DOCUMENT SECTION |

The 14" M1 Max MacBook Pro.

The 14” M1 Max MacBook Pro.

For the past few months, I’ve been living a double life.

Most of you probably know me as “the iPad guy”. And rightfully so: the iPad – more specifically, the iPad Pro – is my favorite computer Apple’s ever made; my coverage of iPad, iPad apps, and, later, iPadOS has far exceeded everything else on MacStories for the last 10 years. I’ve long considered myself primarily an iPad user and someone who strongly believes in the platform because there’s nothing else like it. I don’t think I need to tell that story again.

For these reasons, as you can imagine, when Apple got in touch with me last November asking if I wanted to try out one of the new MacBook Pros with the M1 Max chip, I welcomed their suggestion with a mix of surprise, trepidation, and, frankly, genuine curiosity. What could I, a longtime iPad user, even contribute to the discourse surrounding the comeback of the Mac lineup, the performance of Apple silicon, and the reality of modern Mac apps?

But I was intrigued by the proposal regardless, and I said yes. I was very skeptical of this experiment – and I told Apple as much – but there were a few factors that influenced my decision.

First and foremost, as many of you have probably noticed, I’ve grown increasingly concerned with the lack of pro software (both apps and OS features) in the iPad Pro lineup. As I wrote in my review last year, iPadOS 15 was, by and large, a quality-of-life update that made iPadOS more approchable without breaking any new ground for existing pro users of the platform. As much as I love the iPad, at some point I have to face its current reality: if Apple thinks iPadOS isn’t a good fit for the kind of functionalities people like me need, that’s fine, but perhaps it’s time to try something else. If my requirements are no longer aligned with Apple’s priorities for iPadOS, I can switch to a different computer. That’s why I believe 2022 – and the upcoming WWDC – will be a make-or-break year for iPad software. And I don’t think I’m the only iPad user who has felt this way.

SOURCE MATERIAL |
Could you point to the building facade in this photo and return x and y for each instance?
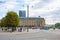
(22, 13)
(32, 22)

EXERCISE OBJECTIVE | Reproduce word for word the passage of the MacBook Pro essay that begins with "But I was intrigued" and ends with "influenced my decision.".

TASK RESULT |
But I was intrigued by the proposal regardless, and I said yes. I was very skeptical of this experiment – and I told Apple as much – but there were a few factors that influenced my decision.